Items listed in a dataset:
————————

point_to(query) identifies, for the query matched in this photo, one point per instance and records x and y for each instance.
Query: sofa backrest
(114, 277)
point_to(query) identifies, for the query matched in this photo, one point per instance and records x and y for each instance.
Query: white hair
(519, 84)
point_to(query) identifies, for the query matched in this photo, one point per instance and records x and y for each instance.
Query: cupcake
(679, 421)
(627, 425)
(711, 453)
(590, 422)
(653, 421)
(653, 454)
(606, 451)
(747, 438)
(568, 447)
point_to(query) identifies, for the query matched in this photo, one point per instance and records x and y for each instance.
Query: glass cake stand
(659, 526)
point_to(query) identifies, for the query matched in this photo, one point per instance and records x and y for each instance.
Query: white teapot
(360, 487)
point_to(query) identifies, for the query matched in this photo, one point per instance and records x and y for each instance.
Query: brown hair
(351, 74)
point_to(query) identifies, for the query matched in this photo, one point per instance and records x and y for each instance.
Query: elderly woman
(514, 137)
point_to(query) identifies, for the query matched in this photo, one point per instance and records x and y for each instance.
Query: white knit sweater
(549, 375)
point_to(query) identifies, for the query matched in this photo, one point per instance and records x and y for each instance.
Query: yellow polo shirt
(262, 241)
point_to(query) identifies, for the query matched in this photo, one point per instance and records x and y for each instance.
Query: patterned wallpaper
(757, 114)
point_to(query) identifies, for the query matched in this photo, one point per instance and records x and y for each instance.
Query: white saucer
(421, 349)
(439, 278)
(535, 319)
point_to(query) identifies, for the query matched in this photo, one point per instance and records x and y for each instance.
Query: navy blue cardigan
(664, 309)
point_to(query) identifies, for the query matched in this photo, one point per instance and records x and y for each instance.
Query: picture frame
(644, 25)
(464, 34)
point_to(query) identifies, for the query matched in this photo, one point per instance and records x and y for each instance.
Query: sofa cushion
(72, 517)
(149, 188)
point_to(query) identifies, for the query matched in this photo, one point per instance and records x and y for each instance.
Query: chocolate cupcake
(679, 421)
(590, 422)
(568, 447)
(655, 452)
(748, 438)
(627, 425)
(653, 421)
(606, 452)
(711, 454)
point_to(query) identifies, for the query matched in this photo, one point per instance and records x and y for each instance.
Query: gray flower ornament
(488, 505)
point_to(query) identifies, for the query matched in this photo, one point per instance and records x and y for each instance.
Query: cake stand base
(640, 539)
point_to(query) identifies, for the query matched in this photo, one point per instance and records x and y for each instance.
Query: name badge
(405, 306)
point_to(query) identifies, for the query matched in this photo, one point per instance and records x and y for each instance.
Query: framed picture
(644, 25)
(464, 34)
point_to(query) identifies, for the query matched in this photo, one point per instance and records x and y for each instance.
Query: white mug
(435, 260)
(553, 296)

————————

• Work task:
Type the entries out again so that they match exactly.

• Exercise response:
point_to(query) identifies, for the query matched in this photo, one point per instance and records x and y for each instance.
Query: sofa backrest
(114, 277)
point_to(query) identifies, for the query matched in this photo, one point per instance and records x and y for each instance.
Query: white hair
(519, 84)
point_to(query) identifies, for the query matched in this photo, one point per instance and records x and y for each instance.
Query: cupcake
(679, 421)
(627, 425)
(711, 453)
(590, 422)
(653, 421)
(653, 454)
(606, 451)
(747, 438)
(568, 447)
point_to(query) identifies, for the query matched in this photo, one point per instance and records x and y for each instance.
Query: glass cake stand
(659, 526)
point_to(query) identifies, for the query matched in this photo, one point per instance and records x and y for each instance.
Query: white teapot
(360, 487)
point_to(query) identifies, for the query matched in this photo, one point per instance and records x and y for each instance.
Query: brown hair
(351, 74)
point_to(query) identifies, for the query matched in this photo, one point per instance and records x and y for each instance.
Query: elderly woman
(514, 137)
point_to(query) identifies, for the query matched in this photo, one point per instance and records x and y for each instance.
Query: white knit sweater
(549, 375)
point_to(query) identifies, for the query matched in this photo, one point per instance and records x and y for each instance.
Query: yellow polo shirt
(262, 241)
point_to(query) identifies, for the query matched in this photo, one point per instance and records x and y for each instance.
Query: patterned wallpaper
(757, 114)
point_to(query) identifies, for the query matched in this photo, one point per instance and records x and y for each instance.
Query: white saucer
(421, 349)
(439, 278)
(535, 319)
point_to(query) identifies, for the query matched in this photo, one point per instance and records x and y for each instance.
Query: navy blue cardigan
(664, 309)
point_to(query) identifies, for the query matched in this photo, one point per instance and records x and y for each instance.
Query: picture frame
(644, 25)
(464, 34)
point_to(query) identifies, for the query matched in this photo, one point per instance and records x and y for each instance.
Query: sofa cushion
(72, 517)
(149, 188)
point_to(query) identifies, for the query matched in this photo, one point per instance and records x and y for each instance.
Query: chocolate cupcake
(679, 421)
(590, 422)
(568, 447)
(655, 452)
(748, 438)
(627, 425)
(653, 421)
(606, 452)
(711, 454)
point_to(query) identifies, for the query matched in this photo, one point per instance and records x and y for each instance.
Query: gray flower ornament
(488, 505)
point_to(query) identifies, for the query matched in this photo, one point per instance and records x and y for each instance.
Query: cake stand base
(640, 539)
point_to(query) identifies, for the query matched in this photo, one point per instance and records x and y for each instance.
Query: name badge
(405, 306)
point_to(query) identifies, for the query matched in this photo, one point per instance and records x and y for each instance.
Query: framed picture
(644, 25)
(464, 34)
point_to(query) identifies, for the query matched in this photo, one point per instance and records x and y for each instance.
Query: white mug
(435, 260)
(553, 296)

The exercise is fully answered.